- [EXERCISE AIM]:
Reproduce everything in the passage on formalizing proofs from "A colleague of" down to "their rule unsound.", word for word.
== SELECTED EXCERPT ==
Anyway, your question is a bit tricky to answer because it depends a lot on what you mean by a ‘wrong proof’ and by ‘shown wrong by formalizing them’. A lot of the time, it's something of a grey area.
Normally, one needs a very thorough understanding of the paper proof in order to formalise it and one has to think of a way of formalising the argument. Conceptual problems with the paper proof often become apparent at this stage already, when there is no theorem prover involved as such yet.
Secondly, of course, if you formalise something like the Prime Number Theorem or Cauchy's Integral Theorem, you're probably not going to find out that it's all wrong and everything collapses. But you might well find problems in particular proofs in textbooks.
I do find a lot of ‘mistakes’ in proofs, including textbook proofs and published papers. Most of these mistakes are easily fixed and most mathematicians would likely brush them off as insignificant. Some take me a few days to figure out. Some actually require changing definitions, adding assumptions, or altering the statement of the theorem.
Most ‘mistakes’ are something like this:
surprisingly non-trivial arguments being declared as trivial/left to the reader
going very quickly and vaguely over part of the proof that is perceived as uninteresting and thereby missing a subtle flaw that would have become apparent if one had done it more thoroughly
missing cases that have probably been overlooked by the author
arithmetic mistakes (my favourite being multiplying an inequality with a constant and not checking that it is non-negative)
missing assumptions that are still implicitly used
Let me give you a few examples (I won't mention the exact authors; my intent is not to shame anybody for making these mistakes, only to show that this is quite common):
I recently had a case where a theorem from a widely-used textbook from the 70s was simply plain wrong, which I realised when I wanted to find out how to formalise it. I am not an expert in that field, but apparently the people who do work in that field know that this is wrong.
One of the first algorithms (working on non-deterministic automata) that I formalised apparently assumed that the automaton is total (i.e. it has an outgoing transitions for every letter in the alphabet from every state). In my opinion, that should have absolutely been mentioned in the paper, but one could possibly argue that that was just implicit in their idea of an automaton.
A colleague of mine found a problem with the proof of a lemma used in the correctness proof for some some complicated automata algorithm that had been used in state-of-the-art software for years. Somebody else later showed not only does the lemma not hold, but the algorithm is also incorrect. As far as I know, nobody has been able to fix the algorithm yet.
In one instance, I had formalised a kind of program transformation technique from a published paper. The authors then extended that paper to a more detailed journal version and also added some new transformation rules. One of them dealt with multiplication with a constant, but they did not realise that multiplication with 0 is a special case that makes their rule unsound.
I worked on formalising a new result that had just been published in a journal and found out that one part of the proof that the authors didn't explain in much detail due to page limits had a subtle problem that became only apparent when I had already formalised everything in Isabelle and got stuck at this part. The authors immediately admitted that this was a problem that could not be fixed in any apparent way except by adding an additional, somewhat technical assumption to the entire argument. However, they later managed to prove a stronger result that subsumes that result, but the proof of that was much more involved. (more details on this at the end of this answer)
===
== DATA SHOWN ==
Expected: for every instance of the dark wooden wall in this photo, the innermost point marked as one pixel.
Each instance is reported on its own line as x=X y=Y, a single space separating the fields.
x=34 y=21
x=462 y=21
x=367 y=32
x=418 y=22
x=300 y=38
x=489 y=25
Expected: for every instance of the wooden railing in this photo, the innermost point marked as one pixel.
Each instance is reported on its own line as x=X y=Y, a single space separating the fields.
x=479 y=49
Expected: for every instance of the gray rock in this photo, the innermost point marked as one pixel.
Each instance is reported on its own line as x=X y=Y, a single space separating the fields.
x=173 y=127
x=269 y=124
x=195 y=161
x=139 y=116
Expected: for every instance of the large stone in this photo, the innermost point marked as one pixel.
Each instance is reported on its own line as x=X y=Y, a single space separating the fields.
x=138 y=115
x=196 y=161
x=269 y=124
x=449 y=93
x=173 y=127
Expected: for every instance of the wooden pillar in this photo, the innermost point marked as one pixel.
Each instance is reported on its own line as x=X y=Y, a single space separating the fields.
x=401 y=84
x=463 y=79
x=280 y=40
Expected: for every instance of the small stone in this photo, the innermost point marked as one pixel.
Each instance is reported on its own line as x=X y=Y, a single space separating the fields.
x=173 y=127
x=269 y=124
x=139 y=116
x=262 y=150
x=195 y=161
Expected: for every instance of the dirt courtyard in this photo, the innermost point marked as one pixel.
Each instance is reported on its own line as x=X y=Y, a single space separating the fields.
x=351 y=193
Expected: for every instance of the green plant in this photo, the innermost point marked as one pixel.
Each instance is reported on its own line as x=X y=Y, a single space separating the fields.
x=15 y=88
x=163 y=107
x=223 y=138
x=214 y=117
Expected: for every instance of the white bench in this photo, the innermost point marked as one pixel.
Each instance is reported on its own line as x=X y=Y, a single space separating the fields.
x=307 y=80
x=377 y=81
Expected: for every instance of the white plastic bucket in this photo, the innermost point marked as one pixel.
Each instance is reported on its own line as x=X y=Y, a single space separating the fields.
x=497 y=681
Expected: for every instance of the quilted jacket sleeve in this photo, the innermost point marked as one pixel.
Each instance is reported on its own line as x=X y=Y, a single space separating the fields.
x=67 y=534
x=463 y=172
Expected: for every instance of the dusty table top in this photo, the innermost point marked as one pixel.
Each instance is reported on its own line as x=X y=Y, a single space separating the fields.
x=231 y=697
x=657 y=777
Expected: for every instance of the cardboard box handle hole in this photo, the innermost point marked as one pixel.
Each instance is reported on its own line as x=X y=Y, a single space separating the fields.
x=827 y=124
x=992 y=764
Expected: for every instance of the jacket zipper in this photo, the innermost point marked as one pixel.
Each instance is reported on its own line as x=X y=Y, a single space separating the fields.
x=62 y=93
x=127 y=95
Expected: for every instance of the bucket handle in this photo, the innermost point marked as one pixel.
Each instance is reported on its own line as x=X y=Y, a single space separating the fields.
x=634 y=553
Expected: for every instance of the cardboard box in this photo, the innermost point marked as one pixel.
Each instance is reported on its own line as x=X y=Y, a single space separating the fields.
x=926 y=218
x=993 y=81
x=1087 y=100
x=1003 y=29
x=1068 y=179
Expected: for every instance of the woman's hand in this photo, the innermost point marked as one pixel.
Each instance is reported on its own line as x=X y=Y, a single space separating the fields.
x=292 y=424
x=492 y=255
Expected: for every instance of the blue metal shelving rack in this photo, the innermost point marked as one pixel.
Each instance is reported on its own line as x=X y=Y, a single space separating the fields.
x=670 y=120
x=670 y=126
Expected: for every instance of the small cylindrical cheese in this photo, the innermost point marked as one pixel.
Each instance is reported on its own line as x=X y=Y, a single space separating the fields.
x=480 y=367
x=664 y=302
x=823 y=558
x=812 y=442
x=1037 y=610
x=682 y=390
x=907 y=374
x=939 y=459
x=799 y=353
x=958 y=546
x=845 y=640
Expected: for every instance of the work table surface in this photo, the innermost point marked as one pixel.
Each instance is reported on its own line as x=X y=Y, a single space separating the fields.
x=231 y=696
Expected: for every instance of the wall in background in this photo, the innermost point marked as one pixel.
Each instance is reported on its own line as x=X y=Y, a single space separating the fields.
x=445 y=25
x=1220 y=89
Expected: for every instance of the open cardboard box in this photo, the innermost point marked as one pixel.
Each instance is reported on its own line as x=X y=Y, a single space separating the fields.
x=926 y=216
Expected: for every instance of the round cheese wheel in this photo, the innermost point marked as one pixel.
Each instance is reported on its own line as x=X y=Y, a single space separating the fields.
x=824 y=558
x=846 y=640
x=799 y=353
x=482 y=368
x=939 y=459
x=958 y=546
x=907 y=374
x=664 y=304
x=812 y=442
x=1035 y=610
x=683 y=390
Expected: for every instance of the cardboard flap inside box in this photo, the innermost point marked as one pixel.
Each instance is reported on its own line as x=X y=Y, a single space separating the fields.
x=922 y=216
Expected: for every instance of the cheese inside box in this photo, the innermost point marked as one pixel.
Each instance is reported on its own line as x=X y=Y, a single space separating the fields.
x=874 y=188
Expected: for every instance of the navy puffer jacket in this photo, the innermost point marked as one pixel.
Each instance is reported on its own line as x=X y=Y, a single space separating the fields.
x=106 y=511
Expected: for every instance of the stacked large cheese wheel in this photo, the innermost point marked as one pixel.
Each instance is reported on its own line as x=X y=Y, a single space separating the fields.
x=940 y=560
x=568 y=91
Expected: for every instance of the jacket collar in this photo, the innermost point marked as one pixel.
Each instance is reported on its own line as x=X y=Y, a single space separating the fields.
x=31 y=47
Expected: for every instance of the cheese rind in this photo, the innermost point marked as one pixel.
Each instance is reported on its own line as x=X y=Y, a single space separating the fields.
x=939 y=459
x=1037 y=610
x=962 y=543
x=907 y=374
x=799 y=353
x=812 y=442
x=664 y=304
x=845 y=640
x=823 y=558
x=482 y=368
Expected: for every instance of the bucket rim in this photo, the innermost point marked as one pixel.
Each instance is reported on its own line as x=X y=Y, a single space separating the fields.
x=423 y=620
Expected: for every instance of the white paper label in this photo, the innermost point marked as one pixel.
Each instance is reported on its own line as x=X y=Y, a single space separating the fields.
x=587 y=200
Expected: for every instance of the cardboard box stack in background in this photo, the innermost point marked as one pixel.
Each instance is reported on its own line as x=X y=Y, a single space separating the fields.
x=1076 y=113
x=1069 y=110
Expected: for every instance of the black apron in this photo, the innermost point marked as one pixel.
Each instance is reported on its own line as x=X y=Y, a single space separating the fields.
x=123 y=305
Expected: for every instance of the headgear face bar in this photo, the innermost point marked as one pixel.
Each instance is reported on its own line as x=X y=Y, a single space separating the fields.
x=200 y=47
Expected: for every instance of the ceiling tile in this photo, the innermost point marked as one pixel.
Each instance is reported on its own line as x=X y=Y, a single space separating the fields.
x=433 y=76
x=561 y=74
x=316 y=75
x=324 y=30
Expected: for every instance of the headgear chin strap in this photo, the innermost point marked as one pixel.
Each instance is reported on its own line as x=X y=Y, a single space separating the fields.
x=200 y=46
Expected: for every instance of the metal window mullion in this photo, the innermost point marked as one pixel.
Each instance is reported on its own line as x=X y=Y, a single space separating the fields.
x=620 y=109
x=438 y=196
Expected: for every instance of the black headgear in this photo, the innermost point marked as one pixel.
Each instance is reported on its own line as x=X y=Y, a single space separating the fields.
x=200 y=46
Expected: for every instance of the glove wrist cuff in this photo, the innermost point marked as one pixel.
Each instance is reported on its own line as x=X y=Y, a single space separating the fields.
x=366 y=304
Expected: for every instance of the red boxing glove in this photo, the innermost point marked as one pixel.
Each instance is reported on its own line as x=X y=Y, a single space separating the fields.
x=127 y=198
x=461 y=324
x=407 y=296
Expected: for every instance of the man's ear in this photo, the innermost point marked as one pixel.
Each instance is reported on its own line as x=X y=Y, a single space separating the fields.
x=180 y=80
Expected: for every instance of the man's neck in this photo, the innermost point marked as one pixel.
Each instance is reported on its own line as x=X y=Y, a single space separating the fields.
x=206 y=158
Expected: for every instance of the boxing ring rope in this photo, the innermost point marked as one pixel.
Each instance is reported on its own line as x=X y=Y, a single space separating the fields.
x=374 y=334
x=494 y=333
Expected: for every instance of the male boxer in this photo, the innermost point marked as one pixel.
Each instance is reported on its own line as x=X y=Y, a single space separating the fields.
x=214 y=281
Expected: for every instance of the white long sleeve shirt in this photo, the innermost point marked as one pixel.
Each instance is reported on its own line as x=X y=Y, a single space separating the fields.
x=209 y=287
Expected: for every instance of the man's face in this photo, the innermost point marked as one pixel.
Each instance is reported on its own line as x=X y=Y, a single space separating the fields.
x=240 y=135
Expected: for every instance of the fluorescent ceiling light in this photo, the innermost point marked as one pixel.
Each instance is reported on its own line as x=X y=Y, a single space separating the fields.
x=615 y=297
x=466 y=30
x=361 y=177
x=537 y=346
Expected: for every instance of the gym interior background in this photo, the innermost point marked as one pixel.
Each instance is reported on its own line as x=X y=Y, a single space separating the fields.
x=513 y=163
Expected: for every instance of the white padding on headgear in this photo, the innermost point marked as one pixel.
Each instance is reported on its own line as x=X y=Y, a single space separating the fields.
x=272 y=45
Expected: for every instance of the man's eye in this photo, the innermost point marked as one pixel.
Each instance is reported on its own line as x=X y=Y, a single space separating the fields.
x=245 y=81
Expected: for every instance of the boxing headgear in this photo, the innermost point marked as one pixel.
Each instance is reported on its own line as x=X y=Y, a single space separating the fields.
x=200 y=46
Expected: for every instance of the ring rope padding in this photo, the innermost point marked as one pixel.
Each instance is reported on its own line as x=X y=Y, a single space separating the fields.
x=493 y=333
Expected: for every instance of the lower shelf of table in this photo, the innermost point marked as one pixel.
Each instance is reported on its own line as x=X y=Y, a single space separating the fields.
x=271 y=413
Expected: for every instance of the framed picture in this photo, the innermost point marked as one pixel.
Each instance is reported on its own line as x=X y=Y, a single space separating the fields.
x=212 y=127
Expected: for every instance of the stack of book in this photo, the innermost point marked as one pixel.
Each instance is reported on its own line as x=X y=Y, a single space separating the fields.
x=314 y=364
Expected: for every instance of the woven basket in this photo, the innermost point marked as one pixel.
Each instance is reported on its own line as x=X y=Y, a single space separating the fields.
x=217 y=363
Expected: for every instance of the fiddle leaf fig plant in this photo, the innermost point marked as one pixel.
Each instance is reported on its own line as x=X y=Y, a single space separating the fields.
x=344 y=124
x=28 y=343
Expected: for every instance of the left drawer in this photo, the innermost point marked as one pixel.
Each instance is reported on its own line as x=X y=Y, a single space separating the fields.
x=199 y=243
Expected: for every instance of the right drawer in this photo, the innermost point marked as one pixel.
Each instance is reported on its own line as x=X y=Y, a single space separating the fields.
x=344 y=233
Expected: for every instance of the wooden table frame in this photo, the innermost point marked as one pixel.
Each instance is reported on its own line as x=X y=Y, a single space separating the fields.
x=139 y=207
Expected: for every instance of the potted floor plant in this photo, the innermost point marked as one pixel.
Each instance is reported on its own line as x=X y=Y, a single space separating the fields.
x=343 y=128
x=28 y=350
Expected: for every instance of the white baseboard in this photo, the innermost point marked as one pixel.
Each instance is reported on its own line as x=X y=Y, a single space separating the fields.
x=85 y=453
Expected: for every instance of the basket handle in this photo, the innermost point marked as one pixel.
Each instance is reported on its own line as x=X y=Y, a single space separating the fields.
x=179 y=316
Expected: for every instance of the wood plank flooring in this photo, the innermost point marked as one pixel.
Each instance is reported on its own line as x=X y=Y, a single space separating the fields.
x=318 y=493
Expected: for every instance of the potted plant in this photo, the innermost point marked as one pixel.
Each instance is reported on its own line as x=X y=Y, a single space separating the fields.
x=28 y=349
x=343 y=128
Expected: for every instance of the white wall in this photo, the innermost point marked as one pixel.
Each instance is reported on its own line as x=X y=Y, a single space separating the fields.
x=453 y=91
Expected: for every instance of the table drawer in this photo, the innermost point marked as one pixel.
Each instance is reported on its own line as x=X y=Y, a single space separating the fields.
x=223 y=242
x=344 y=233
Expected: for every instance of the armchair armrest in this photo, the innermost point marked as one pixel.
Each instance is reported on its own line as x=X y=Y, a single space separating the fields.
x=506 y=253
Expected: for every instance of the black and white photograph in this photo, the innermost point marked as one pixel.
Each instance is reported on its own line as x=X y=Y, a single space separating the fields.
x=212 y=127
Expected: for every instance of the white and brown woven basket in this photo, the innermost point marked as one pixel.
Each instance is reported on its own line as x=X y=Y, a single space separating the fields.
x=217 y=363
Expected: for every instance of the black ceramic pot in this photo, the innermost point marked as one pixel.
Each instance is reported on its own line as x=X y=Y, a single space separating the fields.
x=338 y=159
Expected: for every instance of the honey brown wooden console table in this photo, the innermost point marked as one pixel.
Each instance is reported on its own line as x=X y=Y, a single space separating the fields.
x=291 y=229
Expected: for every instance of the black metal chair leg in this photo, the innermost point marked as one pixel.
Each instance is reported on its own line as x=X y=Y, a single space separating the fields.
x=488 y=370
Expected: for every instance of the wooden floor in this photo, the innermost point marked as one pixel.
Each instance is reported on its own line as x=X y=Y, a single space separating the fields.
===
- [CORRECT OUTPUT]:
A colleague of mine found a problem with the proof of a lemma used in the correctness proof for some some complicated automata algorithm that had been used in state-of-the-art software for years. Somebody else later showed not only does the lemma not hold, but the algorithm is also incorrect. As far as I know, nobody has been able to fix the algorithm yet.
In one instance, I had formalised a kind of program transformation technique from a published paper. The authors then extended that paper to a more detailed journal version and also added some new transformation rules. One of them dealt with multiplication with a constant, but they did not realise that multiplication with 0 is a special case that makes their rule unsound.